Texte à analyser →
= = = = =

Crédit photo : Croissant-Rouge palestinien.

« Ces personnes me demandaient : que devons-nous faire? Où devrions-nous aller et comment pouvons-nous protéger nos enfants? Je ne savais pas quoi leur répondre, car je me pose les mêmes questions. » Tout le monde à Gaza est touché. 

Chaque jour, Amr se réveille en songeant qu’il doit trouver pour ses proches et lui-même de la nourriture, de l’eau potable et de l’eau propre pour le bain. Ensuite, il rejoint l’équipe de la Société du Croissant-Rouge palestinien, dont il documente les activités, notamment les interventions d’urgence et les distributions de nourriture, d’eau et d’articles de secours. Son travail a pour objectif de faire connaître les souffrances de la population de Gaza et de transmettre les histoires qu’il recueille auprès du personnel et des personnes déplacées qui sont hébergées au siège du Croissant-Rouge palestinien. Il entend parler d’évacuations, de déplacements, de blessures et de pertes. 

« Ma mémoire est chargée d’histoires tragiques et de toutes ces scènes auxquelles j’assiste lors de nos interventions auprès des personnes blessées ou décédées et de leurs familles. Ces scènes ne s’effaceront jamais de ma mémoire. Elles demeurent la cause de mes insomnies. Je crains que mes proches ne subissent le même sort. »

Des amis lui ont raconté qu’ils avaient marché pendant des heures, de la ville de Gaza vers le sud de la bande de Gaza, que des explosions se produisaient à proximité et qu’ils avaient dû rebrousser chemin lors de leur première tentative.

= = = = =

Consigne → Recopiez tout le texte sur Gaza, depuis "Des amis lui" jusqu'à "leur première tentative.", en remplaçant "amis" par "voisins". Les enregistrements n'interviennent pas dans ce travail.

Entrées de données enregistrées

= = = = =

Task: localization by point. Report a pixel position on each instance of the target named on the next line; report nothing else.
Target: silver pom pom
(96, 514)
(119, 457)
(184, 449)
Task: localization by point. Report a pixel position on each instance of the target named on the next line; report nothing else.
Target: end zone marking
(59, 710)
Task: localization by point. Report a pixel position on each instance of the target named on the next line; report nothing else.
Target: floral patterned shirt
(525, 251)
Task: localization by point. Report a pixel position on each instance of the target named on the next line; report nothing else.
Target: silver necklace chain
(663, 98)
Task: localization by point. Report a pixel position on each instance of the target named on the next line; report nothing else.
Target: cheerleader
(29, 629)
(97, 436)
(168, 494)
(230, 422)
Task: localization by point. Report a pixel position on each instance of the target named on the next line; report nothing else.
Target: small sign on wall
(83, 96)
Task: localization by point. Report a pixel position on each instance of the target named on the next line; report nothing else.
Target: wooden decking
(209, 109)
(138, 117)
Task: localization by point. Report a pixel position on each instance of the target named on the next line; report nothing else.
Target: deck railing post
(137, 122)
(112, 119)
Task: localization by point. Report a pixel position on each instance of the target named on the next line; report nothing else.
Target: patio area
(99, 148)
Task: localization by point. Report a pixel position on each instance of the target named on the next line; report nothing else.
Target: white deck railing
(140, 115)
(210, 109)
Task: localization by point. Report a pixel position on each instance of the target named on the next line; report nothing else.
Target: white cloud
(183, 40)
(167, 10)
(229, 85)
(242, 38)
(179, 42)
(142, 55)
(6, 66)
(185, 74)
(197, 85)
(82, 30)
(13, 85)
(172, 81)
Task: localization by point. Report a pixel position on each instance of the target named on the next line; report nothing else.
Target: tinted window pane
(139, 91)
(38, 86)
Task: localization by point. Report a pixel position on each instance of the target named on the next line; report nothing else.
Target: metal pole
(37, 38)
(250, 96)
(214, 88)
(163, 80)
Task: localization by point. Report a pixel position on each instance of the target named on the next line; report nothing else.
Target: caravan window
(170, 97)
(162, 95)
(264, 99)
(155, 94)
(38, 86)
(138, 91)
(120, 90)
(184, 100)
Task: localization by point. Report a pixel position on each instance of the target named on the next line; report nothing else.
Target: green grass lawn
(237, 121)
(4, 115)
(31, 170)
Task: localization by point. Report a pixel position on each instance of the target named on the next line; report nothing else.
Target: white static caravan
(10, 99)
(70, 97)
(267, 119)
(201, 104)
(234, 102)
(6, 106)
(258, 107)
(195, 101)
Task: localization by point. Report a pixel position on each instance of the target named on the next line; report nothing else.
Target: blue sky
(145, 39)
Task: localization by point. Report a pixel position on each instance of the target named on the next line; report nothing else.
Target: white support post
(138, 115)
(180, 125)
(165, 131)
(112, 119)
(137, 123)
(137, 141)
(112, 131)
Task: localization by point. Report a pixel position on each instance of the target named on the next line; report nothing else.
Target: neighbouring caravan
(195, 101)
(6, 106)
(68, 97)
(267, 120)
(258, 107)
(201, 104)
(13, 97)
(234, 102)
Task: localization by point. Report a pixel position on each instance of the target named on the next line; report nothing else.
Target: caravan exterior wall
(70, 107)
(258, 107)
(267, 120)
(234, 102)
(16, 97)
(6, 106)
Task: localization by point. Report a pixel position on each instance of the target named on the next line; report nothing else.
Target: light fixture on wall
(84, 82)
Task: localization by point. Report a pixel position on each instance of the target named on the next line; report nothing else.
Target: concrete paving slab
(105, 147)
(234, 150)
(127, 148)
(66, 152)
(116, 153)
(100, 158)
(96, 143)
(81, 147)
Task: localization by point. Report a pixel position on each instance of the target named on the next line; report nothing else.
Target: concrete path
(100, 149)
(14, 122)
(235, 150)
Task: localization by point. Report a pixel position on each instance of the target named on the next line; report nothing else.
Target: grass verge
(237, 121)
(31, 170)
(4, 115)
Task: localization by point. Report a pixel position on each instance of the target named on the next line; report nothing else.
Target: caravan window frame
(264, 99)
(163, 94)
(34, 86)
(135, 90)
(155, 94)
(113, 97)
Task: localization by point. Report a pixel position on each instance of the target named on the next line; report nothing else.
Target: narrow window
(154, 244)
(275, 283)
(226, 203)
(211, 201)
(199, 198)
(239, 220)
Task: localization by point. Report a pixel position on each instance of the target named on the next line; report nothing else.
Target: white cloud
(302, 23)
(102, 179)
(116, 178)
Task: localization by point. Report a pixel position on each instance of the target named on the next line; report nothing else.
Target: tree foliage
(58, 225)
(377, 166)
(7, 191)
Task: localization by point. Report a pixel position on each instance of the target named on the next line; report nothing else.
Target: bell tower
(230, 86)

= = = = =

Réponse →
Des voisins lui ont raconté qu’ils avaient marché pendant des heures, de la ville de Gaza vers le sud de la bande de Gaza, que des explosions se produisaient à proximité et qu’ils avaient dû rebrousser chemin lors de leur première tentative.